Dans le même registre, la Banque de Maurice a incorporé une filiale, Mauritius Investment Corporation (MIC) avec un capital d’investissement de Rs 80 milliards en dollars, puisé de ses réserves internationales, pour financer les entreprises systémiques opérant principalement dans le tourisme, le textile et la construction. Des coussins de liquidités pour éviter des licenciements en alimentant les trésoreries de ces grosses sociétés face à un assèchement du crédit.

Une décision toutefois décriée par les experts quant à l’opacité entourant ses transactions, ainsi que les conditions particulièrement avantageuses accordées aux bénéficiaires, notamment le long délai de remboursement, près de neuf ans, et les risques qu’ils soient éventuellement insolvables. Mais aussi en raison d’une occasion ratée de l’État de procéder à une véritable démocratisation de l’économie.

À ce jour, deux grosses pointures hôtelières, Lux Resorts et Sun Resorts, ont bénéficié de fonds de la MIC et une troisième, NMH Ltd, est sur la liste. L’argument des opérateurs hôteliers est simple : la fragilité financière du secteur hôtelier s’explique par la fermeture des frontières depuis le 19 mars, résultant de l’interdiction aux touristes de fouler le sol mauricien. Ce qui, du coup, a mis à genoux ce secteur, condamné à faire appel aux financements de l’État.

Certes, il y a eu une ouverture partielle depuis le 1er octobre, mais les hôteliers font de la pression pour une ouverture totale. Une démarche à laquelle le Premier ministre, Pravind Jugnauth, s’est opposé jusqu’ici, en brandissant la menace sanitaire. Toutefois, même si l’effet de la pandémie a réduit comme peau de chagrin l’ambition de cette industrie, celle-ci était déjà sous perfusion bien avant la crise, avec une contraction des arrivées touristiques de 1,1 % en 2019. Du reste, les professionnels s’attendent à retrouver les recettes d’avant crise pas avant octobre 2022.

Mauvaise gestion à  MK

Certes, l’année 2020 aura été marquée par d’autres événements ne découlant pas directement de la crise économique. C’est le cas aussi de la mise en administration volontaire de la compagnie nationale aérienne, le 22 avril. «The writing was on the wall», se disaient les spécialistes financiers et ceux de l’aviation, nullement choqués après qu’Air Mauritius (MK) a été placée en administration volontaire.

▸ LIGNES FOURNIES:

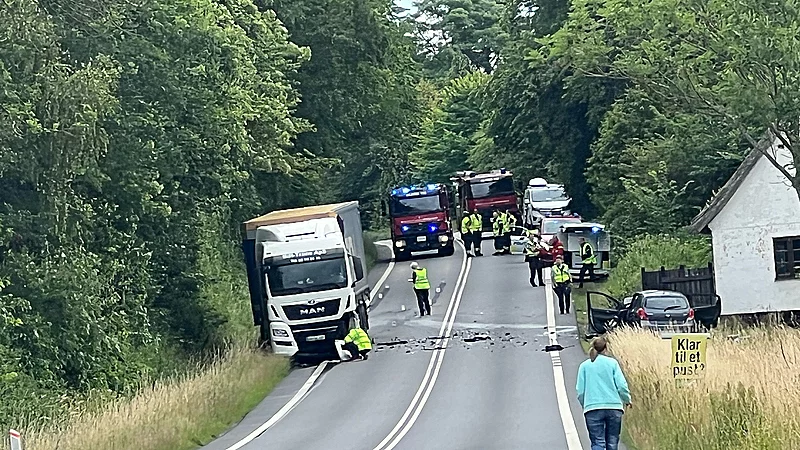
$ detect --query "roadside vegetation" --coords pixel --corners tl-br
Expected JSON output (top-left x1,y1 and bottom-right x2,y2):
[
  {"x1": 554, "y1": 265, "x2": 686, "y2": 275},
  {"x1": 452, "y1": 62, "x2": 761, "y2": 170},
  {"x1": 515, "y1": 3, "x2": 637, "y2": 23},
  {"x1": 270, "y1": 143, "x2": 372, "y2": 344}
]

▸ TRAVAIL DEMANDÉ:
A - Répondez à ces questions sur le texte consacré à l'économie mauricienne :
(i) Dans quels secteurs opèrent principalement les entreprises que la MIC doit financer ?
(ii) Depuis quelle date une ouverture partielle a-t-elle eu lieu ?
(iii) À quelle date la compagnie nationale aérienne a-t-elle été mise en administration volontaire ?
B - Rédigez, s'il vous plaît, la suite du texte consacré à l'économie mauricienne, en reprenant après sa dernière phrase.
Les lignes ci-dessus proviennent d'une autre source que le texte.

▸ CORRIGÉ DE L'EXERCICE:
A -
(i) Le tourisme, le textile et la construction.
(ii) Depuis le 1er octobre.
(iii) Le 22 avril.

B -
Si l’effet économique de la pandémie, avec les restrictions imposées aux voyages, a contribué à fragiliser la situation financière de MK, c’est davantage la mauvaise gestion financière, couplée à un endettement massif, qui a contribué à son crash après 52 ans de présence dans notre ciel. La suite, on la connaîtra avec le «watershed meeting» prévu en juin 2021. À savoir, si Air Mauritius, malgré l’injection de Rs 9 milliards de l’État, sera en mesure de voler après 14 mois clouée au sol.

Cerise sur le gâteau, la Contribution sociale généralisée (CSG), venue remplacer le Plan national de pensions depuis le 1er septembre, empoisonne les relations gouvernement / secteur privé. Face à l’intransigeance du ministre des Finances d’assouplir ce nouveau régime, Business Mauritius (BM) a dû faire appel à la Cour suprême, qui a tranché dans un ordre intérimaire en coupant la poire en deux. D’abord que l’argent prélevé pour la CSG soit gardé dans le Consolidated Fund et, qu’ensuite, jusqu’à la fin du procès, l’État fasse provision pour suffisamment de fonds pour compenser BM si celui-ci remporte le procès quand la cour se penchera sur le main case l’année prochaine.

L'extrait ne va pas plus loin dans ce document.